### [TO DO]
Take the data below and repeat it exactly.
......
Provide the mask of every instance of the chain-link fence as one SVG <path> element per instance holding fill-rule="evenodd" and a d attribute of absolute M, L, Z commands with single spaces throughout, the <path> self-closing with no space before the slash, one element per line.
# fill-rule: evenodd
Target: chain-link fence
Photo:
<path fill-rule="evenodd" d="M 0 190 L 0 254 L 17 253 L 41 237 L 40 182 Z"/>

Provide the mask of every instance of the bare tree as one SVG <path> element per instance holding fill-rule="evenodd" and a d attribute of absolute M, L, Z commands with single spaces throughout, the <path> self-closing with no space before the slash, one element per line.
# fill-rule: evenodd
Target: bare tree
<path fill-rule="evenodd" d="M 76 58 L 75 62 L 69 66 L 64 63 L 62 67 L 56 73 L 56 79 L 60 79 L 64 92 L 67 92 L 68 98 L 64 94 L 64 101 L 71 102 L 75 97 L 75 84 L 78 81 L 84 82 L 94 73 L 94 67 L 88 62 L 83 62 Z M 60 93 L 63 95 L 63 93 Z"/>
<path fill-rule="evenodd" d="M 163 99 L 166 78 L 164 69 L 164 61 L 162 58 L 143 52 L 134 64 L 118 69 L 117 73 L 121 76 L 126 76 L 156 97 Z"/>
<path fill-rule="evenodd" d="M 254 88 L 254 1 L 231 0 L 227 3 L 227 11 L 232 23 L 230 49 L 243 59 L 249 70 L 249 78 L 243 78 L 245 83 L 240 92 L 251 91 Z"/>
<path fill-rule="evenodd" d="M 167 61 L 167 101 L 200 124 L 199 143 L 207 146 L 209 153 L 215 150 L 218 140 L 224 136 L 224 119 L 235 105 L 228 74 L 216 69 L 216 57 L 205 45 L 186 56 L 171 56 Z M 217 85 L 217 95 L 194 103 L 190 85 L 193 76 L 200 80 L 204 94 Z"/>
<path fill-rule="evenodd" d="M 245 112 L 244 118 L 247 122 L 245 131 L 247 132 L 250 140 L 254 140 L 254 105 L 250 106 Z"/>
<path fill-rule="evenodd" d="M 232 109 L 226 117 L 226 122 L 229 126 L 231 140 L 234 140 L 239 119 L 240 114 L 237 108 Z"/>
......
### [RESULT OF THIS EXERCISE]
Provide the mask of every instance of the chain-link fence as one SVG <path> element per instance holding fill-rule="evenodd" and a d attribute of absolute M, L, Z commands with single spaces throughout, the <path> self-closing with no space before the slash, one element per line.
# fill-rule: evenodd
Target: chain-link fence
Photo:
<path fill-rule="evenodd" d="M 0 190 L 0 254 L 17 253 L 41 237 L 40 182 Z"/>

Provide the mask of every instance of the bare tree as one SVG <path> element per instance holding fill-rule="evenodd" and a d attribute of absolute M, L, Z commands with single spaces throughout, the <path> self-closing with no space before the slash, one element per line.
# fill-rule: evenodd
Target: bare tree
<path fill-rule="evenodd" d="M 76 58 L 75 62 L 69 66 L 64 63 L 62 67 L 56 73 L 56 79 L 60 79 L 64 92 L 67 92 L 68 98 L 64 94 L 64 101 L 71 102 L 75 97 L 75 84 L 78 81 L 84 82 L 94 73 L 94 67 L 88 62 L 83 62 Z M 60 93 L 63 95 L 63 93 Z"/>
<path fill-rule="evenodd" d="M 163 99 L 166 78 L 164 69 L 164 61 L 162 58 L 143 52 L 134 64 L 118 69 L 117 73 L 121 76 L 126 76 L 156 97 Z"/>
<path fill-rule="evenodd" d="M 254 88 L 254 1 L 231 0 L 227 3 L 227 11 L 232 23 L 230 49 L 243 59 L 249 70 L 249 78 L 243 78 L 245 83 L 240 92 L 251 91 Z"/>
<path fill-rule="evenodd" d="M 167 61 L 167 101 L 200 124 L 199 143 L 207 146 L 209 153 L 215 150 L 218 140 L 224 136 L 224 119 L 235 105 L 228 74 L 216 69 L 216 57 L 205 45 L 186 56 L 171 56 Z M 217 85 L 217 95 L 194 103 L 190 85 L 193 76 L 200 80 L 204 94 Z"/>
<path fill-rule="evenodd" d="M 245 112 L 244 118 L 247 122 L 245 131 L 247 132 L 250 140 L 254 140 L 254 105 L 250 106 Z"/>
<path fill-rule="evenodd" d="M 232 109 L 226 117 L 226 122 L 229 126 L 231 140 L 234 140 L 239 119 L 240 114 L 237 108 Z"/>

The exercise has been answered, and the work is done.